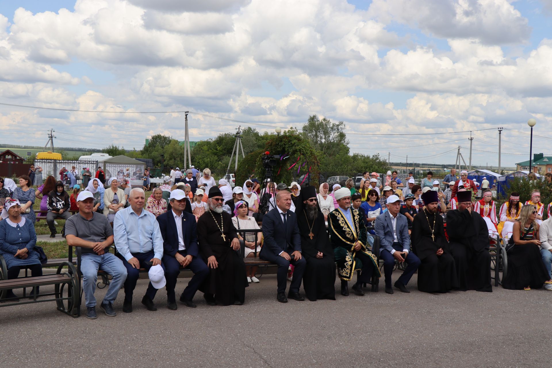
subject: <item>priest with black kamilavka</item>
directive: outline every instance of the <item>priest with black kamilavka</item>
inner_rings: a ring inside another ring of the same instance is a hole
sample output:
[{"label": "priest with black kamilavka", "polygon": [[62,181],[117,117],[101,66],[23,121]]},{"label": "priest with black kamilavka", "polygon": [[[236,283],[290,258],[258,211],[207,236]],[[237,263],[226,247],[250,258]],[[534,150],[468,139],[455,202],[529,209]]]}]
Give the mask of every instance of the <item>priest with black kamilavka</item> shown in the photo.
[{"label": "priest with black kamilavka", "polygon": [[412,246],[422,264],[418,268],[418,290],[447,292],[458,287],[454,258],[445,237],[443,217],[437,207],[437,192],[422,194],[426,204],[412,221]]},{"label": "priest with black kamilavka", "polygon": [[458,209],[447,212],[447,233],[459,289],[492,292],[487,223],[472,209],[471,190],[458,191],[457,198]]},{"label": "priest with black kamilavka", "polygon": [[199,290],[207,304],[241,305],[248,285],[245,264],[238,254],[240,241],[232,217],[222,211],[220,189],[214,186],[209,194],[209,211],[198,220],[199,250],[210,271]]},{"label": "priest with black kamilavka", "polygon": [[324,215],[318,206],[316,189],[306,186],[301,191],[302,205],[295,214],[301,234],[302,254],[307,262],[303,287],[309,300],[336,300],[336,264],[333,249],[326,231]]},{"label": "priest with black kamilavka", "polygon": [[334,195],[338,207],[328,215],[328,226],[337,274],[341,279],[341,295],[349,295],[348,281],[352,280],[354,271],[360,269],[360,274],[352,289],[355,294],[362,296],[363,284],[370,282],[374,273],[378,278],[381,276],[377,258],[367,248],[366,228],[358,211],[351,207],[351,190],[341,188]]}]

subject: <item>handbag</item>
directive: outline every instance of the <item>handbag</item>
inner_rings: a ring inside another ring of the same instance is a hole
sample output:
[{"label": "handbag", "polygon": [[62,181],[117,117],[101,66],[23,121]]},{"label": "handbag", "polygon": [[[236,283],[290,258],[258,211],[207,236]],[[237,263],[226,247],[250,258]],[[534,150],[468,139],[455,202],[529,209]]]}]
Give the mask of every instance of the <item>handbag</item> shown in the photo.
[{"label": "handbag", "polygon": [[[523,236],[522,237],[524,238],[525,236],[527,234],[527,233],[528,233],[529,231],[530,230],[531,230],[530,227],[527,229],[527,231],[525,232],[525,233],[523,234]],[[508,253],[508,252],[512,248],[513,248],[514,246],[515,245],[516,243],[514,243],[514,237],[513,235],[512,234],[512,236],[510,237],[510,238],[508,239],[508,243],[506,244],[506,246],[504,247],[505,249],[506,250],[506,253]]]},{"label": "handbag", "polygon": [[42,247],[35,246],[34,250],[38,253],[38,259],[40,261],[40,263],[46,264],[46,262],[48,262],[48,257],[46,256],[46,253],[44,253],[44,249],[42,249]]}]

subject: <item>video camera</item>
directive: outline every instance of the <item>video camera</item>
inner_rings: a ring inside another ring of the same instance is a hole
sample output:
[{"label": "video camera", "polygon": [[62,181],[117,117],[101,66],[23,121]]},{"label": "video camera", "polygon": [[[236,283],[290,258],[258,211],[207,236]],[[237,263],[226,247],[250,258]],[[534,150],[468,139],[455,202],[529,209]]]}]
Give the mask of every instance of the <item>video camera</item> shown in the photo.
[{"label": "video camera", "polygon": [[280,161],[280,155],[270,154],[270,153],[267,151],[263,153],[261,159],[263,161],[263,166],[268,168],[270,166],[275,166],[278,164],[278,162]]}]

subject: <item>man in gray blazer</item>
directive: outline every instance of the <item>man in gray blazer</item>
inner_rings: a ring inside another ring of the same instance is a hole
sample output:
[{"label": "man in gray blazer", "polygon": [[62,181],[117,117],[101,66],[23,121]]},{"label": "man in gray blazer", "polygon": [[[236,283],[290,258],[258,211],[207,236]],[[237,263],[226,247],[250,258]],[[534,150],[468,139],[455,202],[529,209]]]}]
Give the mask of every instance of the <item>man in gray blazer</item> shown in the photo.
[{"label": "man in gray blazer", "polygon": [[395,282],[395,287],[402,292],[410,292],[406,284],[420,264],[420,258],[410,252],[410,237],[406,217],[399,213],[401,200],[396,195],[387,199],[387,211],[376,218],[374,231],[380,238],[379,258],[383,259],[385,274],[385,292],[393,294],[391,276],[395,261],[406,262],[406,269]]}]

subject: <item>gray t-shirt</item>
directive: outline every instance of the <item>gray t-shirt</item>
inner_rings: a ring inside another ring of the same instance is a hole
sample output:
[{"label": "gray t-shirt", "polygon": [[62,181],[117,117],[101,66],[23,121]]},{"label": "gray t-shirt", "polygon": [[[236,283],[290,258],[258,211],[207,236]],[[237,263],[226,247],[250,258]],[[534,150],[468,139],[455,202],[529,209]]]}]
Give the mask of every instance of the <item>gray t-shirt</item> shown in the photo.
[{"label": "gray t-shirt", "polygon": [[[103,242],[113,234],[109,220],[103,215],[92,212],[92,218],[86,220],[75,214],[65,222],[65,234],[74,235],[87,242]],[[82,248],[83,253],[96,254],[91,248]]]}]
^^^^^^^^
### Task description
Format every item above as a two-column CSV with the headers "prompt" and "mask", one row per item: each item's text goes in the first field and its answer in the second, each field quoted and with line breaks replaced by spaces. Leave out the pictures.

### Final result
prompt,mask
"subject: <item>priest with black kamilavka</item> directive: outline every instance of the <item>priest with black kamilavka</item> inner_rings: a ring inside another ring of the same instance is a hole sample output: [{""label"": ""priest with black kamilavka"", ""polygon"": [[62,181],[117,117],[101,66],[23,121]]},{""label"": ""priest with black kamilavka"", ""polygon"": [[[236,283],[290,258],[258,211],[207,236]],[[237,263],[226,247],[250,258]],[[534,150],[468,139],[455,202],[529,209]]]}] Give the mask of every instance of the <item>priest with black kamilavka</item> shown in the photo.","[{""label"": ""priest with black kamilavka"", ""polygon"": [[412,246],[422,264],[418,268],[418,290],[447,292],[458,287],[454,258],[445,237],[443,217],[437,207],[437,192],[422,194],[426,204],[412,221]]},{""label"": ""priest with black kamilavka"", ""polygon"": [[458,209],[447,212],[447,233],[459,289],[492,292],[487,223],[472,209],[471,190],[458,191],[457,198]]},{""label"": ""priest with black kamilavka"", ""polygon"": [[199,290],[207,304],[241,305],[248,285],[245,264],[238,254],[240,241],[232,217],[222,211],[220,189],[214,186],[209,194],[209,211],[198,220],[199,250],[210,271]]},{""label"": ""priest with black kamilavka"", ""polygon"": [[324,215],[318,206],[316,189],[306,186],[301,191],[302,205],[295,214],[301,234],[302,254],[307,262],[303,287],[309,300],[336,300],[336,264],[333,249],[326,231]]},{""label"": ""priest with black kamilavka"", ""polygon"": [[334,195],[338,207],[328,215],[328,226],[337,274],[341,279],[341,295],[349,295],[348,281],[352,280],[354,271],[360,269],[360,274],[352,289],[355,294],[362,296],[363,284],[370,282],[374,273],[378,278],[381,276],[377,258],[367,248],[366,228],[358,211],[351,207],[351,190],[341,188]]}]"
"subject: <item>handbag</item> directive: outline every instance of the <item>handbag</item> inner_rings: a ring inside another ring of the same instance is a hole sample output: [{""label"": ""handbag"", ""polygon"": [[62,181],[117,117],[101,66],[23,121]]},{""label"": ""handbag"", ""polygon"": [[[236,283],[290,258],[258,211],[207,236]],[[237,263],[226,247],[250,258]],[[534,150],[468,139],[455,202],[529,209]]]}] Give the mask of every instance of the <item>handbag</item> shown in the photo.","[{""label"": ""handbag"", ""polygon"": [[[523,236],[522,237],[524,238],[525,236],[527,234],[527,233],[528,233],[529,231],[530,230],[531,230],[530,227],[527,229],[527,231],[525,232],[525,233],[523,234]],[[508,253],[508,252],[512,248],[513,248],[514,246],[515,245],[516,243],[514,243],[514,237],[513,235],[512,234],[512,236],[510,237],[510,238],[508,239],[508,243],[506,244],[506,246],[504,247],[505,249],[506,250],[506,253]]]},{""label"": ""handbag"", ""polygon"": [[42,247],[35,246],[34,250],[38,253],[38,259],[40,261],[40,263],[46,264],[46,262],[48,262],[48,257],[46,256],[46,253],[44,253],[44,249],[42,249]]}]"
"subject: <item>video camera</item> directive: outline every instance of the <item>video camera</item> inner_rings: a ring inside another ring of the same instance is a hole sample output: [{""label"": ""video camera"", ""polygon"": [[62,181],[117,117],[101,66],[23,121]]},{""label"": ""video camera"", ""polygon"": [[[236,283],[290,258],[258,211],[207,236]],[[237,263],[226,247],[250,258]],[[534,150],[468,139],[455,202],[529,209]]]}] Give the mask of every instance of the <item>video camera</item> shown in the photo.","[{""label"": ""video camera"", ""polygon"": [[280,161],[280,155],[270,154],[270,153],[267,151],[263,153],[261,159],[263,161],[263,166],[268,168],[270,166],[275,166],[278,164],[278,162]]}]"
"subject: <item>man in gray blazer</item> directive: outline every instance of the <item>man in gray blazer</item> inner_rings: a ring inside another ring of the same instance is a hole sample output: [{""label"": ""man in gray blazer"", ""polygon"": [[62,181],[117,117],[101,66],[23,121]]},{""label"": ""man in gray blazer"", ""polygon"": [[[236,283],[290,258],[258,211],[207,236]],[[237,263],[226,247],[250,258]],[[534,150],[468,139],[455,202],[529,209]]]}] Give the mask of every instance of the <item>man in gray blazer</item> shown in the photo.","[{""label"": ""man in gray blazer"", ""polygon"": [[395,282],[395,287],[402,292],[410,292],[406,284],[420,264],[420,258],[410,252],[410,237],[406,217],[399,213],[401,200],[396,195],[387,199],[387,211],[376,218],[374,231],[380,238],[379,258],[383,259],[385,274],[385,292],[393,294],[391,276],[395,261],[406,262],[406,269]]}]"
"subject: <item>gray t-shirt</item> directive: outline every instance of the <item>gray t-shirt</item> inner_rings: a ring inside another ring of the same instance is a hole sample output: [{""label"": ""gray t-shirt"", ""polygon"": [[62,181],[117,117],[101,66],[23,121]]},{""label"": ""gray t-shirt"", ""polygon"": [[[236,283],[290,258],[258,211],[207,236]],[[237,263],[226,247],[250,258]],[[534,150],[468,139],[455,202],[529,209]]]}] Give the mask of every instance of the <item>gray t-shirt</item> shown in the photo.","[{""label"": ""gray t-shirt"", ""polygon"": [[[103,242],[113,234],[109,220],[103,215],[92,212],[92,218],[86,220],[75,214],[65,222],[65,234],[74,235],[87,242]],[[82,248],[83,253],[96,254],[91,248]]]}]"